━━━━━ Input

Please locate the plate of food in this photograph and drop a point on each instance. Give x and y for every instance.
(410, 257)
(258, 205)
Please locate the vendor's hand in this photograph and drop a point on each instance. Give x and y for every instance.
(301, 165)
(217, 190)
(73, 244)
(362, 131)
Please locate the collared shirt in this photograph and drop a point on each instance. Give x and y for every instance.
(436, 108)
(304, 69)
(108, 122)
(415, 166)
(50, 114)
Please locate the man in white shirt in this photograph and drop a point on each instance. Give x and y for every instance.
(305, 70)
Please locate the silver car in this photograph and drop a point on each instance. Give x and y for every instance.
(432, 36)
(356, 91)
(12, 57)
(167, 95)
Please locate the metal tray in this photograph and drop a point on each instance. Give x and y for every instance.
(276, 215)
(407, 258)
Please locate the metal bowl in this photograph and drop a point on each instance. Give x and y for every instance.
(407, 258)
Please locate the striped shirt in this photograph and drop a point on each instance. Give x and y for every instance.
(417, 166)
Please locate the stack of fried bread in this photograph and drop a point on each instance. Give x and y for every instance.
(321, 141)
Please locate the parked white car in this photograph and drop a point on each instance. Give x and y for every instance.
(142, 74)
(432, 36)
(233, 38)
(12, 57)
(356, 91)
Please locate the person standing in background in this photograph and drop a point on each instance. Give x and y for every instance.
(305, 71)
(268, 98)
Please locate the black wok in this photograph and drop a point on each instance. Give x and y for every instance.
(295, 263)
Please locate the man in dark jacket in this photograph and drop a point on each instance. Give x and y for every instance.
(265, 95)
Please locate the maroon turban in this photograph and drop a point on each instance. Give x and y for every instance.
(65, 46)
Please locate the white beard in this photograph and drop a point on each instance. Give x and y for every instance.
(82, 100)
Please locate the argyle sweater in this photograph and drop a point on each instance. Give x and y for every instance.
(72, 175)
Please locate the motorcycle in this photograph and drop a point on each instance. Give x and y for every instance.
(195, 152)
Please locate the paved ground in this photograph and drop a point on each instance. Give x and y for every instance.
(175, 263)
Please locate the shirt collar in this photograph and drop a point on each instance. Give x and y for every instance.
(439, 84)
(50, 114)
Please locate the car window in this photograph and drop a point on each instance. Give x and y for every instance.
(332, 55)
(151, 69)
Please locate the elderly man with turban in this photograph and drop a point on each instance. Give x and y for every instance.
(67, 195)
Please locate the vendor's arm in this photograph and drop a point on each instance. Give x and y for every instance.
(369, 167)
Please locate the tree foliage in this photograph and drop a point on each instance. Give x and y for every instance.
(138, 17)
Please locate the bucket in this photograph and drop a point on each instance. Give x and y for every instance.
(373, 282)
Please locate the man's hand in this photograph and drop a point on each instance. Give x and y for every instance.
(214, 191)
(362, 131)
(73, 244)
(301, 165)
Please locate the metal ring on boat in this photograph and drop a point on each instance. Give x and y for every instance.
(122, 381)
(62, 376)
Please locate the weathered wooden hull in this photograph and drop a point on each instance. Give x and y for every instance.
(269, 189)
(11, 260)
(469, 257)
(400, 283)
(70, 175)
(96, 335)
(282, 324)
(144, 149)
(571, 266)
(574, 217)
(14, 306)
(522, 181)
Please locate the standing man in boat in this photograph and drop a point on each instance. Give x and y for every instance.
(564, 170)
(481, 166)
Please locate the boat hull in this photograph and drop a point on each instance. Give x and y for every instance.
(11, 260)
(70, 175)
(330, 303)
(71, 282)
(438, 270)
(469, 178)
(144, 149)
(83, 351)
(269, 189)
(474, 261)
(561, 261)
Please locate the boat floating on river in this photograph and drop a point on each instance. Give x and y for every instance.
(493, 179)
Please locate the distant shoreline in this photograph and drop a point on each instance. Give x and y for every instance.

━━━━━━━━━━

(Task details) Give back exactly the lines from the line containing "Please locate the tree" to the end of the entries, and no other lines.

(Output of the exercise)
Please locate the tree foliage in this photograph and drop a point on each instance. Give x and y for every instance.
(138, 17)
Please locate the bucket in this photograph and drop a point on each instance. Give x and y for every instance.
(373, 282)
Please locate the man's hand in this photograph and drop a point on each instance. Give x and y for every instance.
(214, 191)
(362, 131)
(73, 244)
(301, 165)
Please locate the metal ring on boat in this photograph and drop a point on each instance. Give x and y for every instance.
(122, 381)
(62, 376)
Please locate the weathered wooden hull in this photograph and drop a point on each instance. Give x and y for every instance.
(269, 189)
(11, 260)
(469, 257)
(400, 283)
(70, 175)
(96, 335)
(282, 324)
(144, 149)
(571, 266)
(574, 217)
(14, 306)
(522, 181)
Please locate the standing man in boat in this photograph and drop a point on each instance. Give x and y for every instance.
(564, 170)
(481, 166)
Please locate the boat hull in this photograph and drop a point on each instance. Give x and y for every instance.
(11, 260)
(70, 175)
(330, 303)
(71, 282)
(438, 270)
(469, 178)
(144, 149)
(83, 351)
(269, 189)
(474, 261)
(561, 261)
Please locate the boat floating on river in this photograph and drop a point on each instance. Give x and y for every instance.
(493, 179)
Please locate the distant shoreline in this photograph and drop a point on each instance. Give x and y for every instance.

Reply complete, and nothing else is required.